LIST OF TASKS ->
A: Do these statements agree with the post on triage? For each, answer yes or no and quote the words of the post that decide it. (i) START gives its highest priority to Delayed patients. (ii) The STM formulation fits a Linear Programming framework. (iii) STM gave more expected survivors than START in all of the simulations.
B: In the post on triage, take the part that opens with the words containing "After patients are" and closes with "for resource availability.". Rewrite it with "prioritization scheme" changed to "ordering scheme".

SUPPLIED PASSAGE ->
....................
Triage: START and STM

In the aftermath of the mass-casualty incidents(MCIs), there is a sudden increase in demand for emergency services. As resources(like ambulance vehicles, medical staffs,..) are limited,  even the patients in critical condition may have to wait before receiving care, therefore limited medical resources need to be rationed efficiently. This process is called triage. Patients are classified into triage classes given the severity of the patient’s medical condition. Those in the most severe classes are treated first, and the less severe groups wait until treated afterwards.

The most commonly adopted triage process in United States is Simple Triage and Rapid Treatment (START). START classifies patients into following four different classes:

  1. Immediate: deemed to be critically injured and to require immediate intervention
  2. Delayed: injured byt not expected to die within the first hour if case is delayed
  3. Expectants: presumed deceased or have catastrophic injuries, and survival is not expected.
  4. Minor: can walk away

After patients are classified, START gives the highest priority to immediates, then to delayed. Expectants and Minors are served after two time-critical classes are cleared.

This is a simple and easy-to-implement prioritization scheme. But there have been a number of literatures indicating limitations of START method and similar methods, like

  • There is no consideration for resource availability.
  • A tacit assumption is that there is no deterioration.
  • A worst-first strategy make poor use of scarce resources. More salvageable victims could be left to deterioratee while limited resources are being used on patients with less chance of survival.

In particular, Sacco et al(2005,2007) proposed the Sacco Triage Method (STM) to overcome these drawbacks. They set up a mathematical formulation of resource-constrained triage to maximize the expected number of survivors, subject on the timing and availability of transport and treatment resources. The model also need predictions of survival probability and changes in it over time (deterioration). Their formulation fits Linear Programming framework, so the problem can be solved efficiently for large-scale MCIs.

From their computation result, STM provided higher number of expected survivors than did START in all of the simulations. STM appeared to mitigate the impact of declining resources when there is a resource change, whereas START dramatically drops in survivorship.

In my presentation on Thursday, I will introduce another, a very different approach to resource-based patient prioritization.

Soovin

References:

  • Argon NT, Winslow JE, Ziya S (2011) Triage in the aftermath of mass-casualty incidents. Wiley Encyclopedia of Operations Research and Management Science.
  • Sacco WJ, Navin DM, Fiedler KE, Waddell RK, II, Long WB, Buckman Jr RF (2005) Precise formulation and evidence-based application of resource-constrained triage. Acad. Emergency Medicine.
....................
[Point localization data]

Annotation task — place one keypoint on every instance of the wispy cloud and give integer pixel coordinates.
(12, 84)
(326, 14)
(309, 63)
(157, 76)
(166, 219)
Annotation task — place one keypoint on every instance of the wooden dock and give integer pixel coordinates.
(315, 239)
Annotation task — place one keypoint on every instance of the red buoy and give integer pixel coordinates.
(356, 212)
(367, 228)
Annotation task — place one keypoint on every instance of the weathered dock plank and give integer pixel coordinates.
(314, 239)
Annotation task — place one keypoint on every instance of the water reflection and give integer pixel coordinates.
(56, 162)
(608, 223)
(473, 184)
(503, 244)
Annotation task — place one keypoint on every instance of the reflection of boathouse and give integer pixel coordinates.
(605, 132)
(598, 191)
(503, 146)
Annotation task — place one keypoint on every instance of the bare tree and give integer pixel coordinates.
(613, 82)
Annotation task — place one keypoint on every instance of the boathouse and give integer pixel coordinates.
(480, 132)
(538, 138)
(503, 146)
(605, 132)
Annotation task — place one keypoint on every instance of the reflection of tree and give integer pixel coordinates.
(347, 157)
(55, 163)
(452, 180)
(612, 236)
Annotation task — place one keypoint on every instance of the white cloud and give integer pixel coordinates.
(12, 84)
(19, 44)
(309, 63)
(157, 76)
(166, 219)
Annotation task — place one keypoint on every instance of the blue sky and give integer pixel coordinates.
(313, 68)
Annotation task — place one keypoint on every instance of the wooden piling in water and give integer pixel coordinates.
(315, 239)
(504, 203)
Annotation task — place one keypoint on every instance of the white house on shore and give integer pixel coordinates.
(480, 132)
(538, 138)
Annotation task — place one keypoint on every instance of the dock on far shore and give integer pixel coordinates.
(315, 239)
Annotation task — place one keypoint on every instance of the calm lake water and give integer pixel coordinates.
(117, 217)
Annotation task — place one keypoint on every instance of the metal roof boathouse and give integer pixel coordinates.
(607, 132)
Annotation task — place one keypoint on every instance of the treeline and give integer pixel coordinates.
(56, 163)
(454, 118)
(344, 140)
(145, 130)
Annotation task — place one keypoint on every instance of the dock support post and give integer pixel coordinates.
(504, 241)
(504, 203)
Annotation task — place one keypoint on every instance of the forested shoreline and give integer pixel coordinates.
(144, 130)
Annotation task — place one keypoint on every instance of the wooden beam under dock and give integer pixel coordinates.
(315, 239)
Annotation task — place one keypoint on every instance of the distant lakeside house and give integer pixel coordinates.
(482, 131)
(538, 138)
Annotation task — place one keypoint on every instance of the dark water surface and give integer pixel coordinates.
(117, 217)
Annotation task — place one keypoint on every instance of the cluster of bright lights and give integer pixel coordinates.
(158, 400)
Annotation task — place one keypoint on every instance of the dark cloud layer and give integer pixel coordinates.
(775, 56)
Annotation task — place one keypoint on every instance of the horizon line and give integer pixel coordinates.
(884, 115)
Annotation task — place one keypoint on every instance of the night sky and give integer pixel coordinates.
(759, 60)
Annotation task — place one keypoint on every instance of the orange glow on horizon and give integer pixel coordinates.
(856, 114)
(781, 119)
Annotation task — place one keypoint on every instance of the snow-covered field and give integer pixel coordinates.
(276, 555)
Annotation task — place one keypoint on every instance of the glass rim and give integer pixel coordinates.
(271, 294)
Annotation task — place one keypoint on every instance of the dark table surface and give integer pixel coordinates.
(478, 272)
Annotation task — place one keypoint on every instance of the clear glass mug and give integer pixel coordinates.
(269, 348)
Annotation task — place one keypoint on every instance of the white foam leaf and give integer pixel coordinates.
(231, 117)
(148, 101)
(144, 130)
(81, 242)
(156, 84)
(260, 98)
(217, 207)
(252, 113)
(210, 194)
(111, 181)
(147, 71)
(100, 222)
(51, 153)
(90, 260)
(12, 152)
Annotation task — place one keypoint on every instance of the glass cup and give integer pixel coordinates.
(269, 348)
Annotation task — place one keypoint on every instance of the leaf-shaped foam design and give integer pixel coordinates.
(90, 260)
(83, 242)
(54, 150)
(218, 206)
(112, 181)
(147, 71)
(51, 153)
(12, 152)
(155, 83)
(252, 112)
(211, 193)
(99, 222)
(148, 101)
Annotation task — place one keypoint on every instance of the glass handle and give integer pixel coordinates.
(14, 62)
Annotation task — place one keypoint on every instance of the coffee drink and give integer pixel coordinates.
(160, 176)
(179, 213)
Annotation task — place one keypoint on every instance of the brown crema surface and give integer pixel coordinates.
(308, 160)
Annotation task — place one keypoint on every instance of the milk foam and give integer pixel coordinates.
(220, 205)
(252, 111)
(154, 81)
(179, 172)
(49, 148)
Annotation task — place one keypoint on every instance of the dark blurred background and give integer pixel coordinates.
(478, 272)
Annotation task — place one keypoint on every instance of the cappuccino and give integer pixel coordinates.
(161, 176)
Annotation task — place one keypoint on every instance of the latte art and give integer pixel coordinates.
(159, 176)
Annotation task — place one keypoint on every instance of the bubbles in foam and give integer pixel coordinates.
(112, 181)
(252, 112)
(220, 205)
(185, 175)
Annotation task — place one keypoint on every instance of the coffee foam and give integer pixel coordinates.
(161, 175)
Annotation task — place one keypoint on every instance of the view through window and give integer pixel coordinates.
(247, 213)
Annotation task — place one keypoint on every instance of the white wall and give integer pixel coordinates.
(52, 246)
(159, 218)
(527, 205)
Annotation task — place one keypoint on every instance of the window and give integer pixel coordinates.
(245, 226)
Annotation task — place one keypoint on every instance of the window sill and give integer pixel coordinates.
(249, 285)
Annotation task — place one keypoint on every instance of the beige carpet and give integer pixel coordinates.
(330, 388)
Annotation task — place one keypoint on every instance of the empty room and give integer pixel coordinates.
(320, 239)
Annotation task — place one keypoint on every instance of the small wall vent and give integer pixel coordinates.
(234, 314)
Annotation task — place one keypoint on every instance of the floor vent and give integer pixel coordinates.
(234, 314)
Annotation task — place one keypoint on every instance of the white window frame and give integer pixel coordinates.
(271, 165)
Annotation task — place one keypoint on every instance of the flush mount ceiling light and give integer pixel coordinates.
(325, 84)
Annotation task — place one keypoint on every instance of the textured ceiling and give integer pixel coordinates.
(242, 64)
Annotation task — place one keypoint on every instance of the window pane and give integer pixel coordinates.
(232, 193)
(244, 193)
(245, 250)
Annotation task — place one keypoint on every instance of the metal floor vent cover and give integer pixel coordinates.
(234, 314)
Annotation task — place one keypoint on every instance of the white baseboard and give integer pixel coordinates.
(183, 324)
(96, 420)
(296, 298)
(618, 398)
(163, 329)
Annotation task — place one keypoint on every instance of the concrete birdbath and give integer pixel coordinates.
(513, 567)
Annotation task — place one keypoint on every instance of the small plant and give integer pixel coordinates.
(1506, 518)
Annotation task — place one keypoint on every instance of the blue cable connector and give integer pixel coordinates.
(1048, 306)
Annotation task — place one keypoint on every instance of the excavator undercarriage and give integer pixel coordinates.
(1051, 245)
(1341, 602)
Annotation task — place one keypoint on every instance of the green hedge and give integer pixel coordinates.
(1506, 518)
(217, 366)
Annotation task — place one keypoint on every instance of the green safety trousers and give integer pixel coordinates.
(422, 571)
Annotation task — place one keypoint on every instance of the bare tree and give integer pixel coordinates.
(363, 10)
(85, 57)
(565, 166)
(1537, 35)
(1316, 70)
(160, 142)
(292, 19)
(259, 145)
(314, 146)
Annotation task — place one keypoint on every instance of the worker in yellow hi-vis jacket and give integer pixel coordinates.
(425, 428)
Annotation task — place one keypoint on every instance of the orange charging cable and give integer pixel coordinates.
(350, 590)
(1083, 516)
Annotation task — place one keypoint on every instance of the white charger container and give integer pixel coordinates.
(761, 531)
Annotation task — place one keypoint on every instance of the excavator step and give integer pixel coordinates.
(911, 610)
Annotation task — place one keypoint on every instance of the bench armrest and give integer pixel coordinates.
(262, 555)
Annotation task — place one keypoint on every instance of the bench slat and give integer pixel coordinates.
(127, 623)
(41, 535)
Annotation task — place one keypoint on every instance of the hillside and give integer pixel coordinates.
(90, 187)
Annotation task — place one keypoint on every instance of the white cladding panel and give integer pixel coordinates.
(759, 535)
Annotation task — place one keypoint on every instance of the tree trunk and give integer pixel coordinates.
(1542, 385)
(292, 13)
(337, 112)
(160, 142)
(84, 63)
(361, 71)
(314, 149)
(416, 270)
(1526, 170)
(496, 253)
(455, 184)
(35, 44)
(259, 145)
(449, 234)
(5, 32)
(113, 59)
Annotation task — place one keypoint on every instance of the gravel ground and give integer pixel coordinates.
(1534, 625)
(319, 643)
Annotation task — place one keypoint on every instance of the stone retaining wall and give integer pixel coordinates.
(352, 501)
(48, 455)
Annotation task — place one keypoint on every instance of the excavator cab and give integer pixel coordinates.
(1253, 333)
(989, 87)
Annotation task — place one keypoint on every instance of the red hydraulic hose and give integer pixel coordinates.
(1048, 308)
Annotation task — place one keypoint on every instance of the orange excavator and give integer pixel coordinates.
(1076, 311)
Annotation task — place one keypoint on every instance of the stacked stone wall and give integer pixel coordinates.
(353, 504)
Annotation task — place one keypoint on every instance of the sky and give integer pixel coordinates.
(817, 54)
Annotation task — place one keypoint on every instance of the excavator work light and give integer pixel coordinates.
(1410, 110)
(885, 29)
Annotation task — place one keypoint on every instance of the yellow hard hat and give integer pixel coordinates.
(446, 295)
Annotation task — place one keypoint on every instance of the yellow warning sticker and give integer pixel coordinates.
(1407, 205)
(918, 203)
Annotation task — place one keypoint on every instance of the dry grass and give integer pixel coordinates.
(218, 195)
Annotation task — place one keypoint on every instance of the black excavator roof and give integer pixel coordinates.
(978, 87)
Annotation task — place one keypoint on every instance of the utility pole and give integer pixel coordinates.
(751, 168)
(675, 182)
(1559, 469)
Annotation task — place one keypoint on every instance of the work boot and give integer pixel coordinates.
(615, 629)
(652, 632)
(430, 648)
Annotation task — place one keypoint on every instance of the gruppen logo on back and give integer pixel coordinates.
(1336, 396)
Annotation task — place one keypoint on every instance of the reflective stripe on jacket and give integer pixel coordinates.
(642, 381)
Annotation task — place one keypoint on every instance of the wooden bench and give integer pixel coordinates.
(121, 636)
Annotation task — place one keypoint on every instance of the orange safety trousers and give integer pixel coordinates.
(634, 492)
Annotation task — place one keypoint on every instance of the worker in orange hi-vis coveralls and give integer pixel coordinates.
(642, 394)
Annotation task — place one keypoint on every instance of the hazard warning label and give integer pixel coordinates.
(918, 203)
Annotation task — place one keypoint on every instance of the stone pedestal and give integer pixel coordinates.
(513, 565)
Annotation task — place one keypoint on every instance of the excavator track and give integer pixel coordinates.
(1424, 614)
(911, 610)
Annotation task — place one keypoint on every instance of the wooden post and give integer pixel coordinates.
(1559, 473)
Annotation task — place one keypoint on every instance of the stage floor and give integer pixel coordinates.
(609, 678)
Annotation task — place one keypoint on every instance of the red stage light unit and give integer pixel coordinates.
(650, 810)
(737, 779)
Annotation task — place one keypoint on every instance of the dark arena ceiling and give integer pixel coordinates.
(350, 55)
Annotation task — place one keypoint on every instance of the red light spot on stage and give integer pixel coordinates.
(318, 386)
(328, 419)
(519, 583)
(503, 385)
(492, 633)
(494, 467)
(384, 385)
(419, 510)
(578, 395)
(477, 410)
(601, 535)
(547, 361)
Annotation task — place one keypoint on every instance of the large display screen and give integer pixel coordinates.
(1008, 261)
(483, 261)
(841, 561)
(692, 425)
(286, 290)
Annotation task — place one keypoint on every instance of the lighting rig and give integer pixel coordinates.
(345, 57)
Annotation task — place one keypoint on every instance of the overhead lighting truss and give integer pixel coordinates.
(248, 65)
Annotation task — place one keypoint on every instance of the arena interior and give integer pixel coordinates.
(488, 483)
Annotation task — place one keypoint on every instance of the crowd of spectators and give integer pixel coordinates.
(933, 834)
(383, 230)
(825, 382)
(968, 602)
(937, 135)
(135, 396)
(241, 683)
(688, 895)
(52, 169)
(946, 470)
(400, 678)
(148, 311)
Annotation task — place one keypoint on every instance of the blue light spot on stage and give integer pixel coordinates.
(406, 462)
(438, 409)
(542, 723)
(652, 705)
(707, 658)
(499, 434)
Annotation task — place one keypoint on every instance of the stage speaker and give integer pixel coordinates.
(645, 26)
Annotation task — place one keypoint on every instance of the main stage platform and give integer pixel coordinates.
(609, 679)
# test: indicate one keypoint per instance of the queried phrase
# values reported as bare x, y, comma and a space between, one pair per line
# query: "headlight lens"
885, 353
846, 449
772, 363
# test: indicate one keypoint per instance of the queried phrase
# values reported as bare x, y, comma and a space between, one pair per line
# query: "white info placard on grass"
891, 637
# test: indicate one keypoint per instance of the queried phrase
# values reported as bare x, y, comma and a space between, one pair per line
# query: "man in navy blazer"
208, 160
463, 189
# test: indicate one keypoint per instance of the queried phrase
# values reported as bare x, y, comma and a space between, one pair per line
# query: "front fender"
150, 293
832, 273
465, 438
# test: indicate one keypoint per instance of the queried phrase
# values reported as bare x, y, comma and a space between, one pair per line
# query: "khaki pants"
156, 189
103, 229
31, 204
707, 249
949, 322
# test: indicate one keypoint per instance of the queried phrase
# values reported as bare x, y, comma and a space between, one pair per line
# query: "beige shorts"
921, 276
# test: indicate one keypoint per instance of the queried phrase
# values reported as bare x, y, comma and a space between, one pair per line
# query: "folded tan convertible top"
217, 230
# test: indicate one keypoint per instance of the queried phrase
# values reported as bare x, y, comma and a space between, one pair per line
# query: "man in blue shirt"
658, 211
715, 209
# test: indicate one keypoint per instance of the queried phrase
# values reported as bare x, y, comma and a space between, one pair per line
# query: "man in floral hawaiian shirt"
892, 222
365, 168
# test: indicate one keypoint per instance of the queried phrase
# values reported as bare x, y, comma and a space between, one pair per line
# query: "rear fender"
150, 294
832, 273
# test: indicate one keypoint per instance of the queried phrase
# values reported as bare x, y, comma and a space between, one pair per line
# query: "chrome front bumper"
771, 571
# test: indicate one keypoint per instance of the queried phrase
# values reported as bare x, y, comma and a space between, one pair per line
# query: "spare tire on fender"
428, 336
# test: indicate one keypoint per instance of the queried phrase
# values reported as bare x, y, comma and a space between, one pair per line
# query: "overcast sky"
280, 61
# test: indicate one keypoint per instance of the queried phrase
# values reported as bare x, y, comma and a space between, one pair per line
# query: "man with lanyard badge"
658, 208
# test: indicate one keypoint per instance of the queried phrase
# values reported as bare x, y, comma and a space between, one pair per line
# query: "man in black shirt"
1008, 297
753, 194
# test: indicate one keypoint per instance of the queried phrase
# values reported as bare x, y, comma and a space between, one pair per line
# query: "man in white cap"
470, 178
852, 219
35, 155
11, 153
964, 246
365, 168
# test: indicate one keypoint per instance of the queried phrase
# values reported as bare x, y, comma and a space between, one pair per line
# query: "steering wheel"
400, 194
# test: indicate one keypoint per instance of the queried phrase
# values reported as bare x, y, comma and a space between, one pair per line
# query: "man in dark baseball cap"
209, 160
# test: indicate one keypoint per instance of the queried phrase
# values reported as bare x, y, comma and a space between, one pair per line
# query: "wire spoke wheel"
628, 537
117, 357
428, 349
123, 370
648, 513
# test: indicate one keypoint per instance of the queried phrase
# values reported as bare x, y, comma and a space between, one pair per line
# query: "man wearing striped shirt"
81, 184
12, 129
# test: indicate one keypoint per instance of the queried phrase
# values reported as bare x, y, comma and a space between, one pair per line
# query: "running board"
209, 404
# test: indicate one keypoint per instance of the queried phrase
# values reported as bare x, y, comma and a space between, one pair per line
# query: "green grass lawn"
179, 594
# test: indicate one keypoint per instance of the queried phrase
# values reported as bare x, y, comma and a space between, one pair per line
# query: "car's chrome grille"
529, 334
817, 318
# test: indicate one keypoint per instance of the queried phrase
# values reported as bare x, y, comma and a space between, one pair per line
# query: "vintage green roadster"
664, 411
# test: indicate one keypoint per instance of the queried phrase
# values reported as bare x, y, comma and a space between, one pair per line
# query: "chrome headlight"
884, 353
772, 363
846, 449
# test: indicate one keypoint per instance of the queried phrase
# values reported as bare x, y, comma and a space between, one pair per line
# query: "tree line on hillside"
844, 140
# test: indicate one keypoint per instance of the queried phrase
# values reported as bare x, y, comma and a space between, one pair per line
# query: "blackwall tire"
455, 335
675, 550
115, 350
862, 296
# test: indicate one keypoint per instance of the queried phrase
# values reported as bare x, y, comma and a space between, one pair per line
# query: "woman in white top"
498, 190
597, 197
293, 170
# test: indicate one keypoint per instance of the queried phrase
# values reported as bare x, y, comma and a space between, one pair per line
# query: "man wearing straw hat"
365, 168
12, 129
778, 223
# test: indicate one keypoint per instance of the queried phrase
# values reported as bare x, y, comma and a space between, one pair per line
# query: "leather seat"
....................
TASK ANSWERS ->
A:
(i) No: "START gives the highest priority to immediates, then to delayed."
(ii) Yes: "Their formulation fits Linear Programming framework"
(iii) Yes: "STM provided higher number of expected survivors than did START in all of the simulations."

B:
After patients are classified, START gives the highest priority to immediates, then to delayed. Expectants and Minors are served after two time-critical classes are cleared.

This is a simple and easy-to-implement ordering scheme. But there have been a number of literatures indicating limitations of START method and similar methods, like

  • There is no consideration for resource availability.